== Reading text ==

* * * *

I was in the market for Christmas one-shots for my group, so I checked this one out. I didn't exactly love this scenario, but I don't hate it either. I think it's perfectly fine and playable, but I think I'll end up running something else for my group over the holidays.

The scenario is pretty straightforward; the characters wander into a small village in the midst of a blizzard and seek shelter in a tavern. When the storm passes, they find that the residents of the village have been frozen solid and encounter a strange woman dancing amongst the frozen figures. The players learn that they must confront and defeat this magical queen in her icy castle in order to free the villagers. Yeah, the scenario reminds me a lot of a certain Disney movie, but I'm not sure how much of that was intentional by the author. It's definitely not trying to be Frozen fanfic or anything, but everyone at the table is going to be thinking of that movie. I guess it's up to you and your group as to whether that's a good thing or a bad thing.

Along the way, the party will fight a giant aquatic worm, meet some elves, and ride a slay pulled by a dragon. There's some cool moments to be had here, but overall the scenario really just me feeling "meh" about it, and I can't put my finger on exactly why. I guess it's because nothing about the scenario is particularly memorable; the characters are barely described at all and mostly just exist to move the plot forward, there's no crazy magical items or artifacts, and none of the monster fights or other situation feel particularly original.

* * * *

== Extracted information ==

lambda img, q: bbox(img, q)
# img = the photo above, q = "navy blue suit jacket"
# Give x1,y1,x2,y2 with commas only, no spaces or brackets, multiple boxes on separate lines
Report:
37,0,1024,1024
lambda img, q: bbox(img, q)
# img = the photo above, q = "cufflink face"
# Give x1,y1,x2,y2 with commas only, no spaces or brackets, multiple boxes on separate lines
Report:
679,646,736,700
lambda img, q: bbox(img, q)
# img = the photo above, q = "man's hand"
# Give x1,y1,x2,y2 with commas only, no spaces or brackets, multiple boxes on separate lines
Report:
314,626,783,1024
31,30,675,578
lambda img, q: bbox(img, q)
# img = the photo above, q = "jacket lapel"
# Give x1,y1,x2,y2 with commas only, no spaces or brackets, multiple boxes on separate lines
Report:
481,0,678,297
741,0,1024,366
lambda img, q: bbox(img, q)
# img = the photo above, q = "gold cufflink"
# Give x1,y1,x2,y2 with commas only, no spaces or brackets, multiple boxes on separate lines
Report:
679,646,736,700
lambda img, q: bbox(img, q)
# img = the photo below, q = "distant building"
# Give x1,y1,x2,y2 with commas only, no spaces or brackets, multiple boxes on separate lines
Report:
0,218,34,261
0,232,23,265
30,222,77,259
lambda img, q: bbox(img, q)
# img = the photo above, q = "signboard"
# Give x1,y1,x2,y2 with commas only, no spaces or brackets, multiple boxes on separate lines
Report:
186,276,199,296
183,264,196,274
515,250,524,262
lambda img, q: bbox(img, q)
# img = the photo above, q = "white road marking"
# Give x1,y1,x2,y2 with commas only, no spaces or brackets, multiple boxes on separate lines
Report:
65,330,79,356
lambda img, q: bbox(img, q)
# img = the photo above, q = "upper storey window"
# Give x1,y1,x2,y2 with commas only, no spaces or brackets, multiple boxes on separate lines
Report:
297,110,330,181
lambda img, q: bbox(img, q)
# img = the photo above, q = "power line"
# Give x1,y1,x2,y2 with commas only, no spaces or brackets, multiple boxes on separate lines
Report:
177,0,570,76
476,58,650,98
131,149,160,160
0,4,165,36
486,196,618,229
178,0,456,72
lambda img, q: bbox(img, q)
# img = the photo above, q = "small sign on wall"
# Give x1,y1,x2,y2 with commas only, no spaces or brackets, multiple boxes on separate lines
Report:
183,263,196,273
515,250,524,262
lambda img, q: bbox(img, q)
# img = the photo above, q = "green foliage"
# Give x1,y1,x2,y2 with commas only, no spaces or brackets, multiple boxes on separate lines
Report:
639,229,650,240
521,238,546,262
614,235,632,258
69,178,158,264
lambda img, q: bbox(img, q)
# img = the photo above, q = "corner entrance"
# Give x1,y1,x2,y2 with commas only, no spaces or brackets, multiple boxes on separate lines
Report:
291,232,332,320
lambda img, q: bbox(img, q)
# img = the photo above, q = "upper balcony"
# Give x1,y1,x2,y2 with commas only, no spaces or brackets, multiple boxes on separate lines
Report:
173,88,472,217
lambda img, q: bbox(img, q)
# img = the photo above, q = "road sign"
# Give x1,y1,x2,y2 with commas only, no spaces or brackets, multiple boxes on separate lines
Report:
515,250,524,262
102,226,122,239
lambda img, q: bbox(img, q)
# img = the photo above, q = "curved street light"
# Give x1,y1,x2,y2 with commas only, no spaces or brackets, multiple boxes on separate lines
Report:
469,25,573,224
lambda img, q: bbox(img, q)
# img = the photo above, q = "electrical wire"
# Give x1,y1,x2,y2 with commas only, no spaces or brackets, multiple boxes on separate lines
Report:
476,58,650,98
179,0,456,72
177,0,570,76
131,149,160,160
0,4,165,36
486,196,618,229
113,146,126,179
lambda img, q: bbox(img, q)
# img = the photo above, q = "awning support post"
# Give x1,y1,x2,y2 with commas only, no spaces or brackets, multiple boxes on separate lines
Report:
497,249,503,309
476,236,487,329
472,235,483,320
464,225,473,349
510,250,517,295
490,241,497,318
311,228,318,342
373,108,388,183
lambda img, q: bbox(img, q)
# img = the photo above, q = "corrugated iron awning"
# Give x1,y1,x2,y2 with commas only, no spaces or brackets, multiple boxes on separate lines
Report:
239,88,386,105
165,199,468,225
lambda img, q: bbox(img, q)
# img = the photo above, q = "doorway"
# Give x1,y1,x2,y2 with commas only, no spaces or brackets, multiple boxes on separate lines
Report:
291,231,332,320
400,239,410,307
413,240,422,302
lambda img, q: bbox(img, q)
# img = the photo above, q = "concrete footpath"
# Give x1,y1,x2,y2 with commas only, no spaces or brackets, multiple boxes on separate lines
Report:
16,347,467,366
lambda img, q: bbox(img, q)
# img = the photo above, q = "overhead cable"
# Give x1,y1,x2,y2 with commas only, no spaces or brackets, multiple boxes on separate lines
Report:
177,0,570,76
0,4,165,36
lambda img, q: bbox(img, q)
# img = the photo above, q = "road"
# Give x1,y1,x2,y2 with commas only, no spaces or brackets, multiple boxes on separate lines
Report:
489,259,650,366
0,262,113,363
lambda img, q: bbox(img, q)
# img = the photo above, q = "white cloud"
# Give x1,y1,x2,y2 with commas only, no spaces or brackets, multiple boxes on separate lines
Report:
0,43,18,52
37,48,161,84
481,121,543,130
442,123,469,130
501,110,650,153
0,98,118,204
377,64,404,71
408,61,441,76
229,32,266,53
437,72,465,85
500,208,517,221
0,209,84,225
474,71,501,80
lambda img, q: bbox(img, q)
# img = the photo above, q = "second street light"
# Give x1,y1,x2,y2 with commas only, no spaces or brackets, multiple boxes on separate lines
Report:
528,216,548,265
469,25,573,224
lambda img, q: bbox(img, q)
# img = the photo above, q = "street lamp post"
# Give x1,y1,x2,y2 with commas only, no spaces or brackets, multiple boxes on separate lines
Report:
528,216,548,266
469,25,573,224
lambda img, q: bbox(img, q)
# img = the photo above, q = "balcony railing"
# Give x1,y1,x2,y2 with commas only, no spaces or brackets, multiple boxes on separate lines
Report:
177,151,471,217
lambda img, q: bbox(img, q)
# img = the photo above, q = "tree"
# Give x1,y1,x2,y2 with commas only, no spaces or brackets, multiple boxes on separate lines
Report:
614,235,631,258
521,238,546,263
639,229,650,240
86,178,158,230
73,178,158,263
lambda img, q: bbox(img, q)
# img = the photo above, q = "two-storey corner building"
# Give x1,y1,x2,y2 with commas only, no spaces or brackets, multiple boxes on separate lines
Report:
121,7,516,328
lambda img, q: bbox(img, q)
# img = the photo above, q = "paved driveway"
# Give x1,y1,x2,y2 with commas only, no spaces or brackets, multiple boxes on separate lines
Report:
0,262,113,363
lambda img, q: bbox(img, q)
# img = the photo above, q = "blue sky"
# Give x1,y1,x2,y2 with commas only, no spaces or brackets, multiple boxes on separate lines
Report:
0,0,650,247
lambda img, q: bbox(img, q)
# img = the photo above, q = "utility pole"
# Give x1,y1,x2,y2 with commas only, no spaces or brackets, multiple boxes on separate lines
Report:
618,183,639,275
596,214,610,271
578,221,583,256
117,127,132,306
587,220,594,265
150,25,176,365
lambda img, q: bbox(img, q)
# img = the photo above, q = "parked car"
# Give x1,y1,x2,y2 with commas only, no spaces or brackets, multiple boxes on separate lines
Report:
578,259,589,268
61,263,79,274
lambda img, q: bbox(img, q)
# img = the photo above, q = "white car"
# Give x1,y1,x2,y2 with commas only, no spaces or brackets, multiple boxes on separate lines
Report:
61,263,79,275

* * * *

== Task instructions ==
1. Print the passage from the review of the Christmas one-shot word for word, starting at "Along the way, the" and ending at "feel particularly original.".
2. In the review of the Christmas one-shot, where do the characters seek shelter from the blizzard?

== Answers to the tasks ==
1.
Along the way, the party will fight a giant aquatic worm, meet some elves, and ride a slay pulled by a dragon. There's some cool moments to be had here, but overall the scenario really just me feeling "meh" about it, and I can't put my finger on exactly why. I guess it's because nothing about the scenario is particularly memorable; the characters are barely described at all and mostly just exist to move the plot forward, there's no crazy magical items or artifacts, and none of the monster fights or other situation feel particularly original.

2. In a tavern in a small village.